Exercise objective
Give the lines of the material below, from the line containing "of the pale" through the final line, inclusive, as a numbered list with blank lines left out.

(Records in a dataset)
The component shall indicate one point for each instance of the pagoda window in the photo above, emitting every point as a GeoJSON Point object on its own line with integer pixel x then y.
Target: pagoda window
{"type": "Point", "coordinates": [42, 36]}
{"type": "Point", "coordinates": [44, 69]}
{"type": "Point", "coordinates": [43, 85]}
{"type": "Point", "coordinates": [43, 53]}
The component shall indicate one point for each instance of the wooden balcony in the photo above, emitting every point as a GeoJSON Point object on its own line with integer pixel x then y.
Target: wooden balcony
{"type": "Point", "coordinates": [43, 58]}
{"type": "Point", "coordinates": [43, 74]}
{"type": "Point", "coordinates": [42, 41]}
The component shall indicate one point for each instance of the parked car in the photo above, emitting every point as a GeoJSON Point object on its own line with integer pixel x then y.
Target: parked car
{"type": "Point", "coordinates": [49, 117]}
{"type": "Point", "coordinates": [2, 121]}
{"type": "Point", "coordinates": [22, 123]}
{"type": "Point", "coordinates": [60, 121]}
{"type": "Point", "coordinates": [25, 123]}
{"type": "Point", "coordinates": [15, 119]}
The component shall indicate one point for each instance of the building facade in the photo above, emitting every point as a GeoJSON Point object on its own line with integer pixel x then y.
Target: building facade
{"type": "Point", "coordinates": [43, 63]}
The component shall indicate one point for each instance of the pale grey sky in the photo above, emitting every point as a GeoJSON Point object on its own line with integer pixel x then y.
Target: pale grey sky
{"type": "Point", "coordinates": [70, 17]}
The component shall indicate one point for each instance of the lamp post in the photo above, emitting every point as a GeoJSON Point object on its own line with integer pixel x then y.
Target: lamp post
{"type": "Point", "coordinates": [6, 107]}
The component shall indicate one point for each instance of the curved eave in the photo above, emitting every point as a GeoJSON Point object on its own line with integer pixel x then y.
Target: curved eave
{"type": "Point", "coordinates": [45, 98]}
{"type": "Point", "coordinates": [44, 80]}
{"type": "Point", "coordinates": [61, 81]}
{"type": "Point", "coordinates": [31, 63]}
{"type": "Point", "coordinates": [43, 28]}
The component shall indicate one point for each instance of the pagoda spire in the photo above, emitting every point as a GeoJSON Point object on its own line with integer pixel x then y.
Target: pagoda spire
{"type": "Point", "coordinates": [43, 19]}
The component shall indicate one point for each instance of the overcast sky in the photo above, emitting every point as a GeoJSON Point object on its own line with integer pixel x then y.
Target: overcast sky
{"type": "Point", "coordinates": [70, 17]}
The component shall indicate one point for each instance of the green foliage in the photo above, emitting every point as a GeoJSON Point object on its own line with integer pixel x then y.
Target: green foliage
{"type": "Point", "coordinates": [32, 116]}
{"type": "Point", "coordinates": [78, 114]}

Right answer
1. The component shall indicate one point for each instance of the pale grey sky in the photo above, emitting every point as a GeoJSON Point object on its own line with integer pixel x then y.
2. Target: pale grey sky
3. {"type": "Point", "coordinates": [70, 17]}
4. The component shall indicate one point for each instance of the lamp post in the photo above, emitting every point as a GeoJSON Point object on its own line with integer pixel x then y.
5. Target: lamp post
6. {"type": "Point", "coordinates": [6, 107]}
7. The component shall indicate one point for each instance of the curved eave in the photo above, emitting every point as a GeoJSON Point object on its own line with integer pixel x then y.
8. Target: curved eave
9. {"type": "Point", "coordinates": [45, 98]}
10. {"type": "Point", "coordinates": [44, 80]}
11. {"type": "Point", "coordinates": [61, 81]}
12. {"type": "Point", "coordinates": [31, 63]}
13. {"type": "Point", "coordinates": [43, 28]}
14. The component shall indicate one point for each instance of the pagoda spire in the photo above, emitting every point as a GeoJSON Point object on its own line with integer pixel x then y.
15. Target: pagoda spire
16. {"type": "Point", "coordinates": [43, 19]}
17. The component shall indicate one point for each instance of the overcast sky in the photo above, emitting every point as a GeoJSON Point object on its own line with integer pixel x then y.
18. Target: overcast sky
19. {"type": "Point", "coordinates": [70, 17]}
20. The component shall indicate one point for each instance of the green foliage in the photo above, emitting every point as a GeoJSON Point object on its own line with integer pixel x then y.
21. Target: green foliage
22. {"type": "Point", "coordinates": [32, 116]}
23. {"type": "Point", "coordinates": [78, 114]}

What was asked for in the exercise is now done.